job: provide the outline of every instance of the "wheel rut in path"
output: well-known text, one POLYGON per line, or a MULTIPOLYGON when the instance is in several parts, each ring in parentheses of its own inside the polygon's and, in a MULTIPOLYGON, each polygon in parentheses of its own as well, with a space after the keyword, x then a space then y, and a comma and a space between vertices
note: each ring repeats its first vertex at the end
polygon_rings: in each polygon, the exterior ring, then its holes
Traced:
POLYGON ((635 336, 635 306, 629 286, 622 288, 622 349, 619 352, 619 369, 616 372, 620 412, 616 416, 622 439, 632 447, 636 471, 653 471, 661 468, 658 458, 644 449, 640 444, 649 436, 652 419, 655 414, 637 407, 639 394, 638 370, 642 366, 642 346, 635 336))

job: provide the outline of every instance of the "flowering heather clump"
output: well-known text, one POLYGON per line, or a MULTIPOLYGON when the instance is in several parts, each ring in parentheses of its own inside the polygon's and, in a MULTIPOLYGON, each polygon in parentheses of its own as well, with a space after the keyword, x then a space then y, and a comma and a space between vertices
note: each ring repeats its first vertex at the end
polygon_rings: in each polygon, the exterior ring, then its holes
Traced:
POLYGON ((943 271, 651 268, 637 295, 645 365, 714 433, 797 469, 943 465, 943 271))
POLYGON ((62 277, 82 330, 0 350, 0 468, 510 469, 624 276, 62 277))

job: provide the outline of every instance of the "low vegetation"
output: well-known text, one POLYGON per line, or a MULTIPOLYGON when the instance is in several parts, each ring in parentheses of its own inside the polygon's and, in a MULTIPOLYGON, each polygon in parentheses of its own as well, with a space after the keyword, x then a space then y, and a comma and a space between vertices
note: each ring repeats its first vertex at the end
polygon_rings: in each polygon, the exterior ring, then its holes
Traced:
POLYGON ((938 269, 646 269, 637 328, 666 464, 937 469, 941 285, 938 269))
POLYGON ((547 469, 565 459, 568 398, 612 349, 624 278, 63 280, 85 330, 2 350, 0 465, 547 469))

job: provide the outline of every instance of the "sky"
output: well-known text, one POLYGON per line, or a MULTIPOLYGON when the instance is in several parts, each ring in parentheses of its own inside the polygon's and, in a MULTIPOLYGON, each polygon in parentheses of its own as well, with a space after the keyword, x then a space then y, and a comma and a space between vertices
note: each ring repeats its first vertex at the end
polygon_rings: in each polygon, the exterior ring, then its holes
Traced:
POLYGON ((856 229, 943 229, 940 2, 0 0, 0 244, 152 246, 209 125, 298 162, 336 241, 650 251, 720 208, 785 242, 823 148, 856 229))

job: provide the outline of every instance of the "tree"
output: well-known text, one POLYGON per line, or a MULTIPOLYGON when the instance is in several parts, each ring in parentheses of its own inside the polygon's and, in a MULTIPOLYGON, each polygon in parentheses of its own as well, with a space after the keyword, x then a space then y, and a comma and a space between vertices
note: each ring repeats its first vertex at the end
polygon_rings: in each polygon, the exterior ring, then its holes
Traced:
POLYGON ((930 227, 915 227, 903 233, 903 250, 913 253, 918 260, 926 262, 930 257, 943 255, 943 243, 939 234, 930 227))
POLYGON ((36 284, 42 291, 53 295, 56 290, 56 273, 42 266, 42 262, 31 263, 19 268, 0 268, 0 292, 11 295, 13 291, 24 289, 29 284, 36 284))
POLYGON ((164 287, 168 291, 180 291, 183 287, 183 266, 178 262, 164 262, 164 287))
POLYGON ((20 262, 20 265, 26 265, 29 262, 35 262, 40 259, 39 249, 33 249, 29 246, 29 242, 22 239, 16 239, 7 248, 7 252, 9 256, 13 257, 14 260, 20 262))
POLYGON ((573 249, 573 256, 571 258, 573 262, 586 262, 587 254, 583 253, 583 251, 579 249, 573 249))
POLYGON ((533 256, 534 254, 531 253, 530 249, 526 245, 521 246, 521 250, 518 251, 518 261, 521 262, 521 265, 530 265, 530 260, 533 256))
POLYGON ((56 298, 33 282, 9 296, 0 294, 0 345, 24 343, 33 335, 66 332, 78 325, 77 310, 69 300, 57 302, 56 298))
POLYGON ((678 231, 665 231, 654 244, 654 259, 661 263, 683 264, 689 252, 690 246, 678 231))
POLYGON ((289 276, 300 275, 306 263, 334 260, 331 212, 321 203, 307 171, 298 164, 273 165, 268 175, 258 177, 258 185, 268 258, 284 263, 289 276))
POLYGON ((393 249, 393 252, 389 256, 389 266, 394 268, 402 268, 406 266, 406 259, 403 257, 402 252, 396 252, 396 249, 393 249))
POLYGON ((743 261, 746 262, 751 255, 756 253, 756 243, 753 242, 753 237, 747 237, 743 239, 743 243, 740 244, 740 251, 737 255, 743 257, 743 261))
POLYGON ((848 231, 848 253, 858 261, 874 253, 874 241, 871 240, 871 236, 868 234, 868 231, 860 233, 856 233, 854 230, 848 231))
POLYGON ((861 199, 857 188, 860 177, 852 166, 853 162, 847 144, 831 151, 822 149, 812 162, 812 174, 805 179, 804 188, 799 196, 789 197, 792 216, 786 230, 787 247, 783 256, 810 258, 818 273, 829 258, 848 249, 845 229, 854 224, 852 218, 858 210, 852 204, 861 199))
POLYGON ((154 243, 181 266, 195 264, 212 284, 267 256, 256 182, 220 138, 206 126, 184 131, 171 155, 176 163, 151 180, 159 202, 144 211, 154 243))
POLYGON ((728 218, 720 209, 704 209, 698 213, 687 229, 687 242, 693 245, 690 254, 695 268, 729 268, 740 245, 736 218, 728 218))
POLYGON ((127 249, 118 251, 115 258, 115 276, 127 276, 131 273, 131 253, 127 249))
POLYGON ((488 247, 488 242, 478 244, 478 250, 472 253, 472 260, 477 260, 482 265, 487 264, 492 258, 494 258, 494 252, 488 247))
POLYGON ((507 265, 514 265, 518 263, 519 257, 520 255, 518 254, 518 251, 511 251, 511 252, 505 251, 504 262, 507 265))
•••••
Your task ->
Give back the whole listing above, line for line, with nothing changed.

Result of this exercise ->
job: provide the outline of every instance of the "wheel rut in path"
output: well-known text, one POLYGON per line, or a MULTIPOLYGON when the instance is in several parts, each ring in parentheses of its own inside the polygon's and, in a MULTIPOLYGON, each polygon in parentheses of its own as well, with a space after the keyword, x then a space then y, and a comma and a space between vertices
note: each ring repeats its first vertex at the end
polygon_rings: in each polygon, the exterior ring, then its holes
Traced:
POLYGON ((635 336, 635 306, 629 286, 622 288, 622 349, 619 352, 619 369, 616 372, 620 412, 616 416, 622 439, 632 447, 636 471, 653 471, 661 468, 658 458, 644 449, 640 444, 649 436, 652 419, 655 414, 637 407, 639 394, 638 370, 642 366, 642 346, 635 336))

job: provide the outline of every instance of the "flowering heather clump"
output: well-known text, one POLYGON per line, or a MULTIPOLYGON when the instance is in several parts, each ring in parentheses of its own inside the polygon's and, in a MULTIPOLYGON, each polygon in parentheses of its own as well, with a space after the keyword, x then a space then y, and a comma and a space between vertices
note: each ring repeats its first vertex at the end
polygon_rings: in each polygon, the exterior ring, then its holes
Traced:
POLYGON ((943 271, 651 268, 637 295, 645 365, 714 433, 797 469, 943 465, 943 271))
POLYGON ((62 277, 82 330, 0 350, 0 468, 510 469, 624 276, 62 277))

job: provide the outline of every instance of the "low vegetation"
output: well-known text, one POLYGON per line, or a MULTIPOLYGON when the instance is in several parts, each ring in parentheses of its own inside the polygon's and, in a MULTIPOLYGON, each polygon in parentheses of its own as well, with a space after the keyword, x then a space then y, and a comma and a space between vertices
note: each ring repeats its first vertex at the end
polygon_rings: in each polygon, the exterior ring, then its holes
Traced:
POLYGON ((938 269, 646 269, 637 328, 666 464, 937 469, 941 285, 938 269))
POLYGON ((547 469, 565 459, 568 398, 612 349, 624 278, 63 280, 85 330, 2 350, 0 465, 547 469))

job: provide the outline of every instance of the "sky"
output: well-known text, one POLYGON per line, or a MULTIPOLYGON when the instance is in several parts, each ring in parentheses of its own inside the polygon's and, in a MULTIPOLYGON, each polygon in parentheses of its own as well, with a space after the keyword, x then a space then y, and a comma and a space between vertices
note: each ring repeats its first vertex at the end
polygon_rings: in each polygon, the exterior ring, then its holes
Traced:
POLYGON ((856 229, 943 229, 940 2, 0 0, 0 244, 152 246, 209 125, 298 162, 336 241, 650 251, 720 208, 785 242, 823 148, 856 229))

job: provide the outline of every instance of the "tree"
output: well-known text, one POLYGON per line, or a MULTIPOLYGON when the instance is in several parts, each ring in parentheses of its own inside the polygon's and, in a MULTIPOLYGON, each polygon in parentheses of its own as well, with a space after the keyword, x then a space then y, and a comma and a space between vertices
note: each ring repeats its first vertex at the end
polygon_rings: in each polygon, the exterior ring, then its holes
Traced:
POLYGON ((930 227, 915 227, 903 233, 903 250, 913 253, 918 260, 926 262, 930 257, 943 255, 943 243, 939 234, 930 227))
POLYGON ((36 284, 42 291, 53 295, 56 290, 56 273, 42 266, 42 262, 31 263, 19 268, 0 268, 0 292, 11 295, 13 291, 24 289, 29 284, 36 284))
POLYGON ((164 287, 168 291, 180 291, 183 287, 183 266, 178 262, 164 262, 164 287))
POLYGON ((20 262, 20 265, 26 265, 29 262, 35 262, 40 259, 39 249, 33 249, 29 246, 29 242, 22 239, 16 239, 7 248, 7 252, 9 256, 13 257, 14 260, 20 262))
POLYGON ((573 249, 573 256, 571 258, 573 262, 586 262, 587 254, 583 253, 583 251, 579 249, 573 249))
POLYGON ((533 256, 534 254, 531 253, 530 249, 526 245, 521 246, 521 250, 518 251, 518 261, 521 262, 521 265, 530 265, 530 260, 533 256))
POLYGON ((56 298, 33 282, 9 296, 0 294, 0 345, 24 343, 33 335, 66 332, 78 325, 77 310, 69 300, 57 302, 56 298))
POLYGON ((678 231, 665 231, 654 244, 654 259, 661 263, 683 264, 689 252, 690 246, 678 231))
POLYGON ((289 276, 300 275, 306 263, 334 260, 331 212, 321 203, 307 171, 298 164, 273 165, 268 175, 258 177, 258 185, 268 258, 284 263, 289 276))
POLYGON ((393 249, 393 252, 389 256, 389 266, 394 268, 402 268, 406 266, 406 259, 403 257, 402 252, 396 252, 396 249, 393 249))
POLYGON ((743 261, 746 262, 751 255, 756 253, 756 243, 753 242, 753 237, 747 237, 743 239, 743 243, 740 244, 740 251, 737 255, 743 257, 743 261))
POLYGON ((848 231, 848 253, 858 261, 874 253, 874 241, 871 240, 871 236, 868 234, 868 231, 860 233, 856 233, 854 230, 848 231))
POLYGON ((861 199, 857 188, 860 177, 852 166, 853 162, 847 144, 831 151, 822 149, 812 162, 812 174, 805 179, 804 188, 799 196, 789 197, 792 216, 786 230, 787 247, 783 256, 810 258, 818 273, 829 258, 848 249, 845 229, 854 224, 852 218, 858 210, 852 204, 861 199))
POLYGON ((154 243, 181 266, 195 264, 212 284, 267 256, 256 182, 220 138, 206 126, 184 131, 171 155, 176 163, 151 180, 159 202, 144 211, 154 243))
POLYGON ((728 218, 720 209, 704 209, 698 213, 687 229, 687 242, 693 245, 690 254, 695 268, 729 268, 740 245, 736 218, 728 218))
POLYGON ((127 249, 118 251, 115 258, 115 276, 127 276, 131 273, 131 253, 127 249))
POLYGON ((488 247, 488 242, 478 244, 478 250, 472 253, 472 260, 477 260, 482 265, 487 264, 492 258, 494 258, 494 252, 488 247))
POLYGON ((507 265, 514 265, 518 263, 519 257, 520 255, 518 254, 518 251, 511 251, 511 252, 505 251, 504 262, 507 265))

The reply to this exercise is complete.